### WHAT YOU ARE ASKED TO DO
Exactly the lines from the line containing "Query: wooden dock planks" through the last line of the entries below should appear in the answer, reproduced verbatim.

### RECORDS PROVIDED
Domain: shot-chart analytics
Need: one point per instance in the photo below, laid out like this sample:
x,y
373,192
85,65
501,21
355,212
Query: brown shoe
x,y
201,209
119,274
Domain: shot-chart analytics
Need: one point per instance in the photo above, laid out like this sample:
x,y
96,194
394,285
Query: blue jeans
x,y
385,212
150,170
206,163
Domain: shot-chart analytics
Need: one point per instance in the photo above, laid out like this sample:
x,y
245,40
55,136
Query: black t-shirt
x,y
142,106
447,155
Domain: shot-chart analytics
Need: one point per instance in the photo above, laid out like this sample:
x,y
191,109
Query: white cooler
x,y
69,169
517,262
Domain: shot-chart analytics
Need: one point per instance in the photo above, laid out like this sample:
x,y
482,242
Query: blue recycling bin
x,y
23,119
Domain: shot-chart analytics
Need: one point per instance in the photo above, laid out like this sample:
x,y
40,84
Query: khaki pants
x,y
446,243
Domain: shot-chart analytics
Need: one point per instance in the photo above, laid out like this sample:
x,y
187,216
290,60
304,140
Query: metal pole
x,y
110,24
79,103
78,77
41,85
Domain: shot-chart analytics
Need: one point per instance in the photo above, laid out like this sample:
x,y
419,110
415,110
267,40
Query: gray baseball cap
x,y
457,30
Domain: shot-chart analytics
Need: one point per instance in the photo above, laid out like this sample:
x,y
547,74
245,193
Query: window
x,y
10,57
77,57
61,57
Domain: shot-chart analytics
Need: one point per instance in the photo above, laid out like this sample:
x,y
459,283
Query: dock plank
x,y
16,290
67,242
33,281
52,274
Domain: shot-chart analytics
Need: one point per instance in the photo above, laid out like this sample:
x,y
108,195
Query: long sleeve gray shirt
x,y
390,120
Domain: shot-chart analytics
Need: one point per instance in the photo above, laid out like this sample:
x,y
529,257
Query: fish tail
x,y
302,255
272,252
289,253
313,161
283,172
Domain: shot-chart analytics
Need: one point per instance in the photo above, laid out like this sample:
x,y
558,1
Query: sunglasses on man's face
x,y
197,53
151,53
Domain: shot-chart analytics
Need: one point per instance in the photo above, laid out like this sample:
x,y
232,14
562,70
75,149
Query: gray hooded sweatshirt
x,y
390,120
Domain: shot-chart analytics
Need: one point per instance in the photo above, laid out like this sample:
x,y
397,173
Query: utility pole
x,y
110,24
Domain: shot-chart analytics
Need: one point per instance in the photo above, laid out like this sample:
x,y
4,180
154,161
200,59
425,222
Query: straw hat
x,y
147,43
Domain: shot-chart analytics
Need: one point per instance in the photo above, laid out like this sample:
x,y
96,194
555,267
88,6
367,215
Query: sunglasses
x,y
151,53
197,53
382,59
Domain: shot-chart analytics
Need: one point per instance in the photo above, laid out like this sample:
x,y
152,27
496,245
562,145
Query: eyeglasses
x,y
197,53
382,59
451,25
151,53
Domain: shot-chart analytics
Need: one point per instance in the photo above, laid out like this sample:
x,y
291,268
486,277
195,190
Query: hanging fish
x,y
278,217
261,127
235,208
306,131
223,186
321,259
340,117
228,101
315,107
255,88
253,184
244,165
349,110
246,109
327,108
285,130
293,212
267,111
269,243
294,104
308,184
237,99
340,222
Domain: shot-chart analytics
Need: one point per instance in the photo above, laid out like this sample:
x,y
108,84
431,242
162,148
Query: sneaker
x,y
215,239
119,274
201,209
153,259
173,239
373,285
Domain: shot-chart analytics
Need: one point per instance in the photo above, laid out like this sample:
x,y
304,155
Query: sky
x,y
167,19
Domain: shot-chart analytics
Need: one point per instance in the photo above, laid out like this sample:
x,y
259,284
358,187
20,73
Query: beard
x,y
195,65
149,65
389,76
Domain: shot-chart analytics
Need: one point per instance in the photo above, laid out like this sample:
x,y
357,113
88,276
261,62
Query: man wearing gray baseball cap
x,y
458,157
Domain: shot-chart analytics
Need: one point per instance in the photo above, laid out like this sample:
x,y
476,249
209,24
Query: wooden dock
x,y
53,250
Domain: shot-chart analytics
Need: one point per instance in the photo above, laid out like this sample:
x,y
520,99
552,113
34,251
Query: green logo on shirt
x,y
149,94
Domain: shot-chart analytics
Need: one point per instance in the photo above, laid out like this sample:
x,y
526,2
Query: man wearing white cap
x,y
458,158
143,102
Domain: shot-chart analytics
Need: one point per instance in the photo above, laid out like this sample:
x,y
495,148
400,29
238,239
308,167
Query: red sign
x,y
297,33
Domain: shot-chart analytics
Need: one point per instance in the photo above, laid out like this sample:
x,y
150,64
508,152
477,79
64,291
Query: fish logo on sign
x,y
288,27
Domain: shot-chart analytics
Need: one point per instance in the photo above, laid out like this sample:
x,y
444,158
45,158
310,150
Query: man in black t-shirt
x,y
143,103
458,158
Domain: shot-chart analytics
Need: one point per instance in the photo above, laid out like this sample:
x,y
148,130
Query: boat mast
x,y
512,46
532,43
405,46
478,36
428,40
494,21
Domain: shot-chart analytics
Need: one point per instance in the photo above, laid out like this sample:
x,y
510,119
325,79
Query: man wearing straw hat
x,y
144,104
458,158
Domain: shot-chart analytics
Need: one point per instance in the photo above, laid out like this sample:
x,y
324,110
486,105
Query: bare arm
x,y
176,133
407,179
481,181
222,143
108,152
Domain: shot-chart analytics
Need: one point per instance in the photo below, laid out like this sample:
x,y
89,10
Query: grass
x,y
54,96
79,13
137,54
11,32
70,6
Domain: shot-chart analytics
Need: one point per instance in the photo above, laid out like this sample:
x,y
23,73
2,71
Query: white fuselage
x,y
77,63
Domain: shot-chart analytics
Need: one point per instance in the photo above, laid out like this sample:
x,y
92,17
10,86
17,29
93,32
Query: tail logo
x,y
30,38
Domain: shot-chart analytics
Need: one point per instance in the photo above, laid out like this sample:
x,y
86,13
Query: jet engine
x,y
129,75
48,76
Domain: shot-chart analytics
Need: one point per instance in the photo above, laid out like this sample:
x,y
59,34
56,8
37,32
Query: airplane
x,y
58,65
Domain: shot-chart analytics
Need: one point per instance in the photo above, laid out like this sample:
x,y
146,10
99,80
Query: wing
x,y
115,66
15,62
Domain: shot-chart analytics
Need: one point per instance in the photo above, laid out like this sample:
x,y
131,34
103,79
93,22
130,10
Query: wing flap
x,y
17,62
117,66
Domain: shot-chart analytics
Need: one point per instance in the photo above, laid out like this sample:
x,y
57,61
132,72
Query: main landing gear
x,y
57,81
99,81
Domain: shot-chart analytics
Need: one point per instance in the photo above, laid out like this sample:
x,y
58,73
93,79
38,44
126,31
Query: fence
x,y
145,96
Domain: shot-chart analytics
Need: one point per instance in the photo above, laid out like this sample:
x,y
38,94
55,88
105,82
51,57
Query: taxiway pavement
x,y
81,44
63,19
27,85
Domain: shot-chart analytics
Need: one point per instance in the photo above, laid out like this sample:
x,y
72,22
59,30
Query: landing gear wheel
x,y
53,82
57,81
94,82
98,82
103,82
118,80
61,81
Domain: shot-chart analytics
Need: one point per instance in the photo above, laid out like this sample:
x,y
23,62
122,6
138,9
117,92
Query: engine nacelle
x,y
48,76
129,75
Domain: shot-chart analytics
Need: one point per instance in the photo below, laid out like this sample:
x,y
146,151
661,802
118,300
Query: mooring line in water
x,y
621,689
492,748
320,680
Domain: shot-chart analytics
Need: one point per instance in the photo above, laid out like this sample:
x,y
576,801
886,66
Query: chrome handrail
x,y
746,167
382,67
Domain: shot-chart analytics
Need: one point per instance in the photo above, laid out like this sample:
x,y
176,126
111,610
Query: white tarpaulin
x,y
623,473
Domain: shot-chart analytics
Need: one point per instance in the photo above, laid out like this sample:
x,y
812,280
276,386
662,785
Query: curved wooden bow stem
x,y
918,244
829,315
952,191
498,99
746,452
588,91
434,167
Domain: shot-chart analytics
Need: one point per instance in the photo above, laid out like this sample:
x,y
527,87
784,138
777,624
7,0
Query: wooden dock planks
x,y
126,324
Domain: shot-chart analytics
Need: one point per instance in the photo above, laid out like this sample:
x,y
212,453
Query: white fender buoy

### ANSWER AREA
Query: wooden dock planks
x,y
126,324
Domain: shot-chart analytics
Need: one point per instance in the photo above, laid out like this sample:
x,y
212,453
Query: white fender buoy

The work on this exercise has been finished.